**Problem to solve:** Write the next part of the news report on district councils' public health role, picking up after its final sentence.

**Document segment:**
District councils can be key players in the new public health system even though they have not been given a formal public health role, according to a report backed by the CIEH.

The report by the Local Government Association’s District Councils’ Network (DCN), ahead of the changeover in April, details the vital contribution made by environmental health and other district council services.

CIEH chief executive Graham Jukes said: ‘the report adds to the wealth of knowledge and case studies on the application of district council functions and provides a spur to district councils to get involved for the sake of their communities in the new arrangements.’


Speaking at the launch of the report this week, Mr Jukes said EHPs were central in tackling the causes of the causes of ill health.

‘Environmental health is a key and perhaps the only existing public health service in local government serving community health and its role today in our district councils is essential in protecting and improving health, as this important document makes clear,’ he said.

A CIEH poll of public and environmental health managers carried out last year revealed environmental health services were not fully engaged in the changes proposed.

Just 37 per cent of respondents said the work of EHPs had been discussed by the local HWB, and only half said environmental health had been identified in their authorities’ health and wellbeing strategy.

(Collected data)
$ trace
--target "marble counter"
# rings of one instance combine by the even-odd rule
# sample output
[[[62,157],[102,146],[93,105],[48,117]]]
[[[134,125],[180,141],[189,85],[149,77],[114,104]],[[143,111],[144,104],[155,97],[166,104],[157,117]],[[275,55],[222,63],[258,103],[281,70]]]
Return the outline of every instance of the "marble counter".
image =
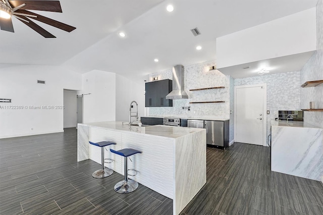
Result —
[[[152,117],[152,118],[163,118],[164,117],[174,117],[181,119],[187,119],[188,120],[211,120],[213,121],[226,121],[229,120],[229,118],[216,118],[212,117],[185,117],[185,116],[149,116],[149,117]]]
[[[280,120],[279,121],[276,120],[272,120],[272,126],[286,126],[286,127],[294,127],[299,128],[320,128],[318,127],[313,126],[308,123],[304,123],[300,121],[287,121],[286,120]]]
[[[272,171],[321,181],[323,129],[302,122],[272,123]]]
[[[125,124],[126,123],[124,123]],[[128,168],[138,173],[129,178],[173,200],[178,214],[206,182],[206,130],[155,125],[139,127],[122,122],[78,124],[78,161],[101,162],[100,148],[88,141],[113,141],[111,148],[131,148],[142,151],[131,156]],[[109,151],[105,166],[124,175],[123,157]]]

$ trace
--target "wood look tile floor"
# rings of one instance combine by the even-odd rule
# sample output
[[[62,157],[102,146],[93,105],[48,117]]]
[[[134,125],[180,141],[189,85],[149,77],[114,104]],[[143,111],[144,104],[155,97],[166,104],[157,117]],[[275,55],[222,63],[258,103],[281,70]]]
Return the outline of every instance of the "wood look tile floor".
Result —
[[[117,173],[77,162],[77,130],[0,139],[0,214],[172,214],[173,200],[139,185],[120,194]],[[207,182],[181,214],[323,214],[318,181],[271,172],[269,147],[207,147]]]

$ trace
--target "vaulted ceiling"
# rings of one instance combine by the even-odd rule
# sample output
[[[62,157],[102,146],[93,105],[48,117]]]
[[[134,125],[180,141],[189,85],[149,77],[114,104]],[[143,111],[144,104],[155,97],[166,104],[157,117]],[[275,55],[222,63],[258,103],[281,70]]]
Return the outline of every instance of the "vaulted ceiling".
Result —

**Exercise output:**
Mr Jukes provided a checklist of questions for district councils and their officers to address ‘to help them become fully engaged with the new health and well being boards and their clinical commissioning groups’.

In the DCN report a section on environmental health, produced in collaboration with the CIEH, calls for Health and Wellbeing Boards (HWBs) to have ‘effective and consistent engagement with all environmental health and emergency planning functions’.

A DCN spokesperson said: ‘It will help our members take a more corporate and strategic approach to public health, with district officers – from Chief Executive to frontline Environmental Health Practitioner - needing to own this agenda equally (if not more) their county colleagues.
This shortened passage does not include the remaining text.